[GIVEN PROBLEM 1]: Rewrite the RCU stall-warning patch page from "[tip/core/rcu,10/15] rcu: Protect" to "2012, 6:56 p.m.", putting "RCU node" wherever "rcu_node" appears.
[GIVEN PROBLEM 2]:
Answer these questions about the RCU stall-warning patch page:
(a) On what date did Paul E. McKenney post the commit message?
(b) Which file does the patch change, and how many insertions and deletions does it make?
(c) Who posted comment #1?

[EXCERPT]:
######
[tip/core/rcu,10/15] rcu: Protect rcu_node accesses during CPU stall warnings

Message ID 1346352988-32444-10-git-send-email-paulmck@linux.vnet.ibm.com
State New
Headers show

Commit Message

Paul E. McKenney Aug. 30, 2012, 6:56 p.m.
From: "Paul E. McKenney" <paulmck@linux.vnet.ibm.com>

The print_other_cpu_stall() function accesses a number of rcu_node
fields without protection from the ->lock.  In theory, this is not
a problem because the fields accessed are all integers, but in
practice the compiler can get nasty.  Therefore, the commit extends
the existing critical section to cover the entire loop body.

Signed-off-by: Paul E. McKenney <paulmck@linux.vnet.ibm.com>
---
 kernel/rcutree.c |    6 ++++--
 1 files changed, 4 insertions(+), 2 deletions(-)

Comments

Josh Triplett Aug. 31, 2012, 6:23 p.m. | #1
On Thu, Aug 30, 2012 at 11:56:23AM -0700, Paul E. McKenney wrote:
> From: "Paul E. McKenney" <paulmck@linux.vnet.ibm.com>
> 
> The print_other_cpu_stall() function accesses a number of rcu_node
> fields without protection from the ->lock.  In theory, this is not
> a problem because the fields accessed are all integers, but in
> practice the compiler can get nasty.  Therefore, the commit extends
> the existing critical section to cover the entire loop body.
> 
> Signed-off-by: Paul E. McKenney <paulmck@linux.vnet.ibm.com>
> ---
>  kernel/rcutree.c |    6 ++++--
>  1 files changed, 4 insertions(+), 2 deletions(-)
> 
> diff --git a/kernel/rcutree.c b/kernel/rcutree.c
> index 9f44749..fbe43b0 100644
> --- a/kernel/rcutree.c
> +++ b/kernel/rcutree.c
> @@ -746,14 +746,16 @@ static void print_other_cpu_stall(struct rcu_state *rsp)
>  	rcu_for_each_leaf_node(rsp, rnp) {
>  		raw_spin_lock_irqsave(&rnp->lock, flags);
>  		ndetected += rcu_print_task_stall(rnp);
> -		raw_spin_unlock_irqrestore(&rnp->lock, flags);
> -		if (rnp->qsmask == 0)
######
[GIVEN ENTRIES]:
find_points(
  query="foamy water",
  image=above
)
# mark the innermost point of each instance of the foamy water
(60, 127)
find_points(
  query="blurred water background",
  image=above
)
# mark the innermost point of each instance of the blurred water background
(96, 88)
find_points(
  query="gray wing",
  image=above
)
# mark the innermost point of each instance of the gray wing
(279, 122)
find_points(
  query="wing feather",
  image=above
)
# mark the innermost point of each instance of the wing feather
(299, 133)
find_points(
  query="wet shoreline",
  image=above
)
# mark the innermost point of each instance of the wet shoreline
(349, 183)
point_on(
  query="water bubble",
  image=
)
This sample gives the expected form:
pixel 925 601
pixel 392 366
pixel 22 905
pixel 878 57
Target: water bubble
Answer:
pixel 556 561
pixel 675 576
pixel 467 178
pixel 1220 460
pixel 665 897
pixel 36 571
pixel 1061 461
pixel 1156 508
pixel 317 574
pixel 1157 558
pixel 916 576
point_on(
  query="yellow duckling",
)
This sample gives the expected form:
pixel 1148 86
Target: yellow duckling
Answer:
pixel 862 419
######
[EXERCISE RESULT 1]:
[tip/core/rcu,10/15] rcu: Protect RCU node accesses during CPU stall warnings

Message ID 1346352988-32444-10-git-send-email-paulmck@linux.vnet.ibm.com
State New
Headers show

Commit Message

Paul E. McKenney Aug. 30, 2012, 6:56 p.m.

[EXERCISE RESULT 2]:
(a) Aug. 30, 2012
(b) kernel/rcutree.c, with 4 insertions and 2 deletions
(c) Josh Triplett